→ **WHAT YOU SHOULD DO**:
Please rewrite the part of the linear regression text that opens with "The gradients of" and closes with "using gradient descent.", putting "loss function" in place of "cost function".

→ **SELECTED EXCERPT**:
○ ○ ○ ○ ○ ○ ○

This model serves as a simple first approximation to describe the relationship between these two physical variables.

##### Loss Function (Mean Squared Error)

To evaluate how well the model fits the data, the **Mean Squared Error (MSE)** is used:


$$J(w,b) = \frac{1}{N} \sum_{i=1}^{N} (\hat{M}_i - M_i)^2$$


This function measures the average of the squared differences between the predicted values and the true values.


**Reasons for using MSE:**
- It strongly penalizes large errors.
- It is always non-negative.
- It is differentiable, which allows the use of **gradient descent**.
- It is a standard loss function for regression problems.


The goal of the training process is to find the values of \(w\) and \(b\) that **minimize this loss function**.

In [None]:
def predict(L, w, b):
    return w * L + b

def mse(L, M, w, b):
    M_pred = predict(L, w, b)
    return np.mean((M_pred - M) ** 2)

#### 3. Cost surface (mandatory)

To better understand the behavior of the loss function, we evaluate the cost
\( J(w, b) \) over a grid of possible values of the parameters \( w \) (slope) and
\( b \) (intercept).


For each pair \((w, b)\), the Mean Squared Error (MSE) is computed using the training
data. This allows us to visualize how the error changes depending on the model
parameters.

In [None]:
w_vals = np.linspace(-10, 10, 100)
b_vals = np.linspace(-10, 10, 100)

W, B = np.meshgrid(w_vals, b_vals)
J = np.zeros_like(W)

In [None]:
for i in range(len(w_vals)):
    for j in range(len(b_vals)):
        J[j, i] = mse(L, M, W[j, i], B[j, i])

In [None]:
plt.figure()
plt.contour(W, B, J, levels=50)
plt.xlabel("w")
plt.ylabel("b")
plt.title("Cost Surface (Contours)")
plt.show()

The minimum of this surface represents the pair (w, b) that minimizes the mean square error.

#### 4. Gradients: dJ/dw and dJ/db.

The gradients of the MSE with respect to \( w \) and \( b \) indicate how to update the
parameters in order to minimize the cost function using gradient descent.

In [None]:
def gradients(L, M, w, b):
    M_pred = predict(L, w, b)
    error = M_pred - M
    
    dw = (2 / N) * np.sum(error * L)
    db = (2 / N) * np.sum(error)
    
    return dw, db

#### 5. Gradient descent (non-vectorized)

- For each iteration, the algorithm loops over all samples.
- The prediction error is computed one data point at a time.
- Gradients for `w` and `b` are accumulated using an explicit loop.
- Parameters are updated in the direction that reduces the loss.

In [None]:
def gradient_descent_loop(L, M, lr, iterations):
    w, b = 0.0, 0.0
    loss_history = []

    for _ in range(iterations):
        dw, db = 0.0, 0.0
        
        for i in range(N):
            error = (w * L[i] + b) - M[i]
            dw += error * L[i]
            db += error
        
        dw *= (2 / N)
        db *= (2 / N)
        
        w -= lr * dw
        b -= lr * db
        
        loss_history.append(mse(L, M, w, b))
    
    return w, b, loss_history

#### 6. Gradient descent (vectorized)

○ ○ ○ ○ ○ ○ ○

→ **DATA TO EXAMINE**:

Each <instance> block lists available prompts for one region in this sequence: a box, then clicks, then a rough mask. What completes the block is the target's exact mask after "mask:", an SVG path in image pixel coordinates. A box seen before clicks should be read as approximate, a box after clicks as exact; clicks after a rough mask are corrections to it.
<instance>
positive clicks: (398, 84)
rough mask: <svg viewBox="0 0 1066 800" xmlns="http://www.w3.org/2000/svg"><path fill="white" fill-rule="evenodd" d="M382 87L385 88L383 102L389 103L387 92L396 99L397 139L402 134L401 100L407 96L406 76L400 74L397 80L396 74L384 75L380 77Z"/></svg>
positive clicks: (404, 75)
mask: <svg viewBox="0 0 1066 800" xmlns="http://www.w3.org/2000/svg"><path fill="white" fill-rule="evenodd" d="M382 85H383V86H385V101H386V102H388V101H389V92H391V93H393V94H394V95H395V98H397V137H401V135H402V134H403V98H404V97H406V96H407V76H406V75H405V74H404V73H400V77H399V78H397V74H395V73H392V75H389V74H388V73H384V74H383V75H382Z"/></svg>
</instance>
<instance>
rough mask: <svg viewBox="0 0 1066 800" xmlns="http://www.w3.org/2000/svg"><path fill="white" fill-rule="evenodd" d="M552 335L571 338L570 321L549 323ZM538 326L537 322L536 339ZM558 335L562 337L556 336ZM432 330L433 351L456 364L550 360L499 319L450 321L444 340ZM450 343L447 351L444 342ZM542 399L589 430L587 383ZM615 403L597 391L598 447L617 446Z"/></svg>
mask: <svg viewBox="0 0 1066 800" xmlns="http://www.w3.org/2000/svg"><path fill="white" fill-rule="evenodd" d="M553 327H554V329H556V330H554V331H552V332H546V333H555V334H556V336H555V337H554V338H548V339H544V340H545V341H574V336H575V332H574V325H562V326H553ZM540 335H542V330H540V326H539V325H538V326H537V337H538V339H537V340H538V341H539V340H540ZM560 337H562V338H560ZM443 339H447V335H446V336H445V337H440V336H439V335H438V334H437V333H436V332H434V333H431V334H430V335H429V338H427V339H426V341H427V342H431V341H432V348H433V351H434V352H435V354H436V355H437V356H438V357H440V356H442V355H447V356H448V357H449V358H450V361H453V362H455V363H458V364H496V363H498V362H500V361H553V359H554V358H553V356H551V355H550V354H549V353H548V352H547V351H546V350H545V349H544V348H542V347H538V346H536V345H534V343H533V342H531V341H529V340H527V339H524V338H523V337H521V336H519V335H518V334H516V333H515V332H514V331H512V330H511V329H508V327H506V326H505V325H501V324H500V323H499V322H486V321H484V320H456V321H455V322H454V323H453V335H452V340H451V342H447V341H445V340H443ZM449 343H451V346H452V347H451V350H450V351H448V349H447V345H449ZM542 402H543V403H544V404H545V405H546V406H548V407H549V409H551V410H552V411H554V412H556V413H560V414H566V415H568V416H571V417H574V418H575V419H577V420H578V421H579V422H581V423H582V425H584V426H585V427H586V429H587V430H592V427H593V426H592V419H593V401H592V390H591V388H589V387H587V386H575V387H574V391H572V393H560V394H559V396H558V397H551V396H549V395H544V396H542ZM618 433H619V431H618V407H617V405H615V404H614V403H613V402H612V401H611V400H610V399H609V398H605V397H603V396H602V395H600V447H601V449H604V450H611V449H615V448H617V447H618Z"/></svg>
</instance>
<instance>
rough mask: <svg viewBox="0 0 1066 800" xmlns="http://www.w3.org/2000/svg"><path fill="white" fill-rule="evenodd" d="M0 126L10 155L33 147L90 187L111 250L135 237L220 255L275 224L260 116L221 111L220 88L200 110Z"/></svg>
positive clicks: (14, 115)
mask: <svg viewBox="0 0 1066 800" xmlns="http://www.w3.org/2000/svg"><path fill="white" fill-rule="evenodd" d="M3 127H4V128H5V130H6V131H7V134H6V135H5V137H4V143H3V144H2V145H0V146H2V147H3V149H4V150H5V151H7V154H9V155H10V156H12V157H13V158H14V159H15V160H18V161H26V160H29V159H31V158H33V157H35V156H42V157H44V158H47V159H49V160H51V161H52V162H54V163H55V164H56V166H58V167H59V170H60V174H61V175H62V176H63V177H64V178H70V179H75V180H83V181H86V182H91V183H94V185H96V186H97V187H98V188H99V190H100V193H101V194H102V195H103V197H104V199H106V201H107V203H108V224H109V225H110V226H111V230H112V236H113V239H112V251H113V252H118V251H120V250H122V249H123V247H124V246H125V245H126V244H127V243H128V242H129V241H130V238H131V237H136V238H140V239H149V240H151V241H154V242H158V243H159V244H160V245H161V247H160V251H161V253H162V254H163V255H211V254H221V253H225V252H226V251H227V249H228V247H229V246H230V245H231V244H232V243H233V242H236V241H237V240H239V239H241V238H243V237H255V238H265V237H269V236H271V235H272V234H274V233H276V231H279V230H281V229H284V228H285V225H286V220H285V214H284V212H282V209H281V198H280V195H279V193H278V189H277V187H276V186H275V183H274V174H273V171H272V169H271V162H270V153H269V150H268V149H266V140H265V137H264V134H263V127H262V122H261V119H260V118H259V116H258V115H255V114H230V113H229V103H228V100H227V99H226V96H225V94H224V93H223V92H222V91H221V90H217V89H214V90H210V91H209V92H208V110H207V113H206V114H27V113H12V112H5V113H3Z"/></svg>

○ ○ ○ ○ ○ ○ ○

→ **REPLY TO THE EXERCISE**:
The gradients of the MSE with respect to \( w \) and \( b \) indicate how to update the
parameters in order to minimize the loss function using gradient descent.